PAGE:
## start

[Python-ideas] Pattern Matching Syntax (reprise)
Tobias Kohn
kohnt at tobiaskohn.ch
Tue Sep 18 07:29:35 EDT 2018
Hello Everyone,
Please excuse my being late for properly responding to the last thread
on "Pattern Matching Syntax" [1]. As Robert Roskam has already
pointed out at the beginning of that thread, there has been much
previous discussion about adding pattern matching to Python, and
several proposals exist. It is therefore not my intention to propose
yet another syntax choice for pattern matching, but more to share my
experience with implementing it, in the hope of making a worthwhile
contribution to the overall discussion.
This summer, I basically ended up requiring pattern matching in Python
for a research project I am working on. Some initial hacks have then
grown into a library for pattern matching in Python [2]. On the one
hand, my design is certainly heavily influence by Scala, with which I
also work on a regular basis. On the other hand, I ran into various
difficulties, challanges, and it has been particularly important to me
to find a design that blends well with Python, and harnesses what
Python already offers.
I have written down my experience in the form of a discussion on
several options concerning syntax [3], and implementation [4],
respectively. As the articles have turned out longer than I
originally intended, it might take up too much time for those who have
little interest in this matter in the first place. However,
considering that the subject of pattern matching has been coming up
rather regularly, my experience might help to contribute something to
the discussion. Let me provide a brief summary here:
1. PATTERN MATCHING IS NOT SWITCH/CASE
--------------------------------------
When I am talking about pattern matching, my goal is to do a deep
structural comparison, and extract information from an object.

## end

Extracted data entries

## start

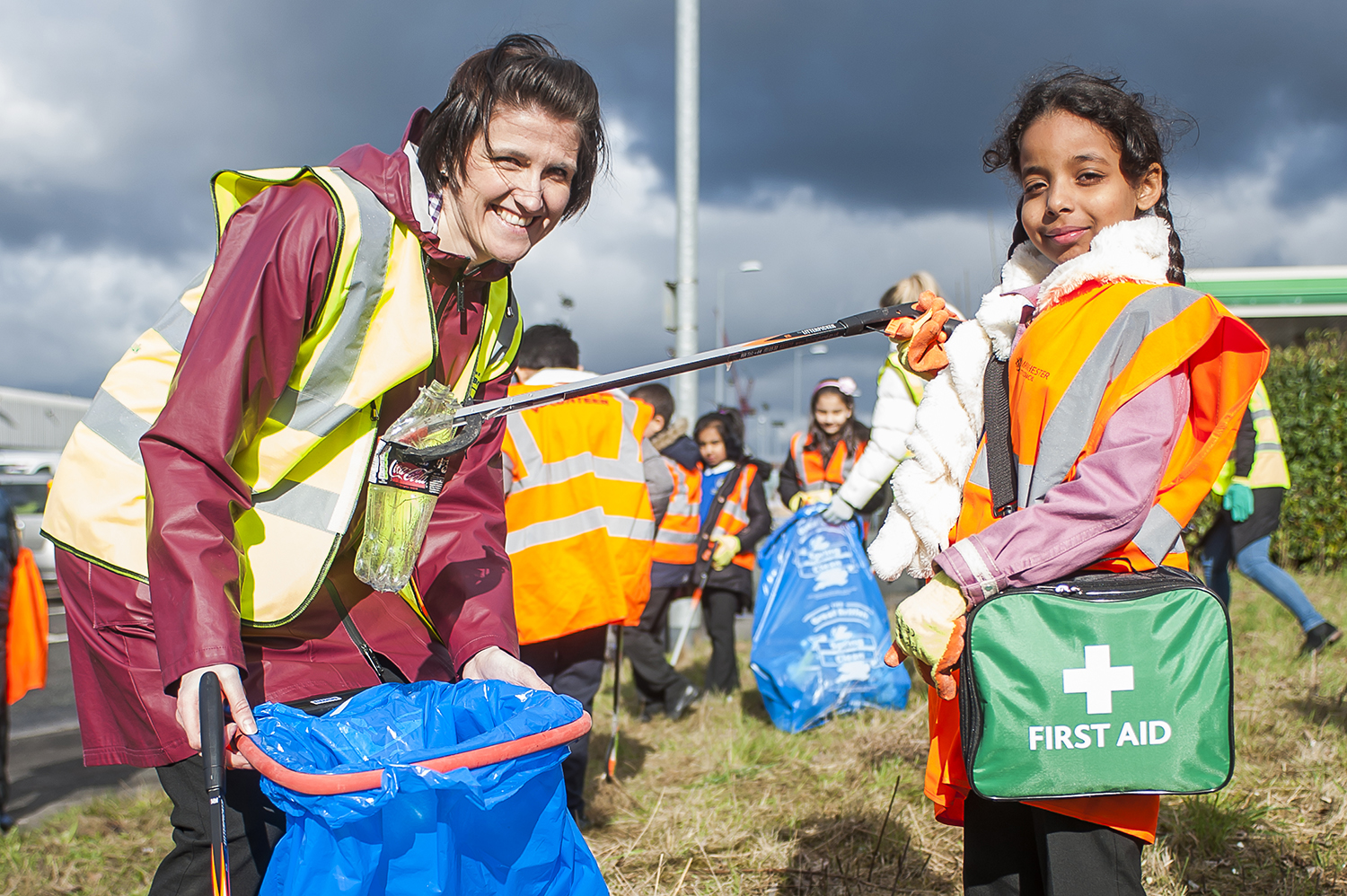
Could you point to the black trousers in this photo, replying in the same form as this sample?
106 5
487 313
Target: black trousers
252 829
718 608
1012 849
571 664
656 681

## end
## start

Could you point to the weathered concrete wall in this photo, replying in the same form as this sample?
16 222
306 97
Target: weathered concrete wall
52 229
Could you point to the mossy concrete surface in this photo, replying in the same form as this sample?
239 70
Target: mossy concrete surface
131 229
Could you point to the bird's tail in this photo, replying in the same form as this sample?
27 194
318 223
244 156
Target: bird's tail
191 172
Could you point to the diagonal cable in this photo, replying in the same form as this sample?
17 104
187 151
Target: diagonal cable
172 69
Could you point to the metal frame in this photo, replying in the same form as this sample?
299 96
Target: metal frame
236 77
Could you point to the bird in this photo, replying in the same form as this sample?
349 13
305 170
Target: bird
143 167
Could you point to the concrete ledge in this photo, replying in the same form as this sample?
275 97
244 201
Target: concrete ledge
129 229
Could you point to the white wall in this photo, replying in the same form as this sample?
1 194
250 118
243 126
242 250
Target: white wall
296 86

## end

TASK PROMPT:
Continue the mailing-list post on pattern matching in Python, starting right after its last sentence.

RESULT:
Consider, for instance, the problem of optimising the AST of a Python
program, and eliminate patterns of the form `x + 0`, and `x - 0`.
What pattern matching should be offering here is a kind of comparison
along the lines of:
`if node == BinOp(?, (Add() or Sub()), Num(0)): ...`
Ideally, it should also return the value of what is marked by the
question mark `?` here, and assign it to a variable `left`, say. The
above comparison is often written as something like, e. g.:
`case BinOp(left, Add()|Sub(), Num(0)): ...`
This use of `case`, however, is not the same as a switch-statement.
2. ORTHOGONALITY
----------------
Getting the syntax and semantics of nested blocks right is hard.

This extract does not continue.